##### QUOTED TEXT #####

Prototype Pattern


Cloning an object by reducing the cost of creation.

Where to use & benefits

  • When there are many subclasses that differ only in the kind of objects,
  • A system needs independent of how its objects are created, composed, and represented.
  • Dynamic binding or loading a method.
  • Use one instance to finish job just by changing its state or parameters.
  • Add and remove objects at runtime.
  • Specify new objects by changing its structure.
  • Configure an application with classes dynamically.

The prototype pattern is a creational design pattern. In the prototype pattern, a new object is created by cloning an existing object. In JavaSW, the clone() method is an implementation of this design pattern. The prototype pattern can be a useful way of creating copies of objects. One example of how this can be useful is if an original object is created with a resource such as a data stream that may not be available at the time that a clone of the object is needed. Another example is if the original object creation involves a significant time commitment, such as reading data from a databaseW or over a network. An added benefit of the prototype pattern is that it can reduce class proliferation in a project by avoiding factory proliferation.

##### RECORDED INFORMATION #####

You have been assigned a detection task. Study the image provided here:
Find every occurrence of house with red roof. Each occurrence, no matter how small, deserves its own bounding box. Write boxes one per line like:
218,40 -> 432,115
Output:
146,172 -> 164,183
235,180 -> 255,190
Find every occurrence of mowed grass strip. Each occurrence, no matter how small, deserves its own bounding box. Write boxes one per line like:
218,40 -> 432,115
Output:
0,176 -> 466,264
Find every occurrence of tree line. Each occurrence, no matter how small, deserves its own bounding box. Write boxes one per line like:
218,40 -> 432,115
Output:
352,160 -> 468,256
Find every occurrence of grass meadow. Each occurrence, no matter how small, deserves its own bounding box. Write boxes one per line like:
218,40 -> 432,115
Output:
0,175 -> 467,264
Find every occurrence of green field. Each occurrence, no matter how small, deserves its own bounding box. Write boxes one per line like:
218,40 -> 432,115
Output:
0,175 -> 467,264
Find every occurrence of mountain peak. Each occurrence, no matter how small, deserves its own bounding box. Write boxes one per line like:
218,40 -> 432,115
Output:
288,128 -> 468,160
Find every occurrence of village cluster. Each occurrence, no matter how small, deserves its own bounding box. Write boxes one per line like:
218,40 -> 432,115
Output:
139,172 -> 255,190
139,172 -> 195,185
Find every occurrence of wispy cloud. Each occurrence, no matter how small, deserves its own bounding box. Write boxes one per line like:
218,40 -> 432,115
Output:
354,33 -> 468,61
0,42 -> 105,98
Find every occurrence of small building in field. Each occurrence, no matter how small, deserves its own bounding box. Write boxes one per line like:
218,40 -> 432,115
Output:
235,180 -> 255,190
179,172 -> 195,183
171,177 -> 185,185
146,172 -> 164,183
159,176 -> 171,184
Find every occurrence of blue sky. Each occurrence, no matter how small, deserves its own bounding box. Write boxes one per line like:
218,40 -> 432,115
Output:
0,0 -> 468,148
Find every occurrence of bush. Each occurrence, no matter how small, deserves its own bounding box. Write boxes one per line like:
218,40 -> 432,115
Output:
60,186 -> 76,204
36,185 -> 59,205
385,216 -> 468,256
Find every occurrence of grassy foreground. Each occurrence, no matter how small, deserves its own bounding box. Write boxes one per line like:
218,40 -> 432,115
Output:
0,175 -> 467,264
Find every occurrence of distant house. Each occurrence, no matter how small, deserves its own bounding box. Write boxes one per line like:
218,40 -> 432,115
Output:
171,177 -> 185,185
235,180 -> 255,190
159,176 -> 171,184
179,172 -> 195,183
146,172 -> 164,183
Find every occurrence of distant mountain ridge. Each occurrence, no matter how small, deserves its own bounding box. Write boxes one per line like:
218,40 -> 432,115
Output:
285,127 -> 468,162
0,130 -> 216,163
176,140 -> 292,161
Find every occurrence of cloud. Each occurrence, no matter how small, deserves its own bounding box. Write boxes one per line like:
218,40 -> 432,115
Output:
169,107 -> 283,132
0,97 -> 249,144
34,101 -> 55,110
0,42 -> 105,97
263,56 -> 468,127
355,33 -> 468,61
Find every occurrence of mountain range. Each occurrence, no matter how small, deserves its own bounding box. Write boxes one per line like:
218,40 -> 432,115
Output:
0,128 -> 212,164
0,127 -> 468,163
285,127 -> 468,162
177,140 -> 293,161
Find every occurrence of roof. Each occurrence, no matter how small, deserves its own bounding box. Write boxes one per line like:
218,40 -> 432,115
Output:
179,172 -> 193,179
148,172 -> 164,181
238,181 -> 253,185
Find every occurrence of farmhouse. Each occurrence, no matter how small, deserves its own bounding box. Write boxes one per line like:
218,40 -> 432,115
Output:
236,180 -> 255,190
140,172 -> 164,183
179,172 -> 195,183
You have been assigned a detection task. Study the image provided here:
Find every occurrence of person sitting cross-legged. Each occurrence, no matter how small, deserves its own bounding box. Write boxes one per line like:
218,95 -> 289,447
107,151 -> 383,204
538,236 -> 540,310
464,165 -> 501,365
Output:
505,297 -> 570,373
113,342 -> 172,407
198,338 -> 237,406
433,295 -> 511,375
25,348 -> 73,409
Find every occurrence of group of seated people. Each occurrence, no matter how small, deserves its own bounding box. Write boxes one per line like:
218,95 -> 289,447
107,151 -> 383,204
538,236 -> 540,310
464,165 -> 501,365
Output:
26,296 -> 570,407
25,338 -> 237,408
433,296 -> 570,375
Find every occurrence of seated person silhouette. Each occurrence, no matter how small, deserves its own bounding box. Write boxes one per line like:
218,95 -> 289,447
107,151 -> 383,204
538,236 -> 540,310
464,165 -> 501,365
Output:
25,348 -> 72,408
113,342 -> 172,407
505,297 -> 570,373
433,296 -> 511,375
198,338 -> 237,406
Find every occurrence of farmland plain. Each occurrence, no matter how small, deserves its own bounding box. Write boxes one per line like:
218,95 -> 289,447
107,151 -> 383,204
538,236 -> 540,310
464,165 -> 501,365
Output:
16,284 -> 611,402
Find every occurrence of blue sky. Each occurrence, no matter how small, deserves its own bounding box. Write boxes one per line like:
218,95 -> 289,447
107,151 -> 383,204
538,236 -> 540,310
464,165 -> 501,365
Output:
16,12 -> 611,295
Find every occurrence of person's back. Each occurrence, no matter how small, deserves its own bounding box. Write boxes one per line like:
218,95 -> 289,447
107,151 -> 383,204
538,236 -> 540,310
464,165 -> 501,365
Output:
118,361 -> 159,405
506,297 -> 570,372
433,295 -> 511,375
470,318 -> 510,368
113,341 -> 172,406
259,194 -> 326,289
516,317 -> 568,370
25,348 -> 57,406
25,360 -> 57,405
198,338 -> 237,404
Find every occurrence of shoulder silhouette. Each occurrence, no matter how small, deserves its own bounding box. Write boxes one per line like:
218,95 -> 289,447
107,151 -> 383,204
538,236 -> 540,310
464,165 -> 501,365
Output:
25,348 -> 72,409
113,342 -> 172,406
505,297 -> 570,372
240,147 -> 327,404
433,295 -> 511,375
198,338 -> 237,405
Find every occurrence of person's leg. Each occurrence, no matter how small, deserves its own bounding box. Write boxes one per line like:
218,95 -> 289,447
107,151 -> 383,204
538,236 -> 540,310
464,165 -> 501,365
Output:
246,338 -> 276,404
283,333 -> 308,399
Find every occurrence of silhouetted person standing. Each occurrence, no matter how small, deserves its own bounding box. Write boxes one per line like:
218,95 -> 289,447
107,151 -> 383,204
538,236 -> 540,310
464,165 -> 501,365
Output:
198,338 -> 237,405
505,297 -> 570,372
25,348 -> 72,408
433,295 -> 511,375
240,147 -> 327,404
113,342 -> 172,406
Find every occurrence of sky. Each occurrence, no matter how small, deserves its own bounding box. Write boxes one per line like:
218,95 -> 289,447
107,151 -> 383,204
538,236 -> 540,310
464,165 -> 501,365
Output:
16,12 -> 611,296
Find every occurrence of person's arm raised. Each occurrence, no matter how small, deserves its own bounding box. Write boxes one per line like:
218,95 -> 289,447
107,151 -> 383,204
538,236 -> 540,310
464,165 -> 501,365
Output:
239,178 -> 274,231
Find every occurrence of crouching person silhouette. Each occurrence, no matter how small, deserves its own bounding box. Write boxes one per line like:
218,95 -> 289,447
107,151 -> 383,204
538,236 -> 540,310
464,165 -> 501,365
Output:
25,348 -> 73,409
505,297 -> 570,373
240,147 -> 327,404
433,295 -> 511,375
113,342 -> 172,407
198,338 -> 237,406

#####

> DIRECTIONS FOR THIS TASK
Copy the Prototype Pattern page between "Where to use" and "objects at runtime.", inclusive, changing "subclasses" to "child classes". You won't need any of the lines.

> RESPONSE TO THIS TASK
Where to use & benefits

  • When there are many child classes that differ only in the kind of objects,
  • A system needs independent of how its objects are created, composed, and represented.
  • Dynamic binding or loading a method.
  • Use one instance to finish job just by changing its state or parameters.
  • Add and remove objects at runtime.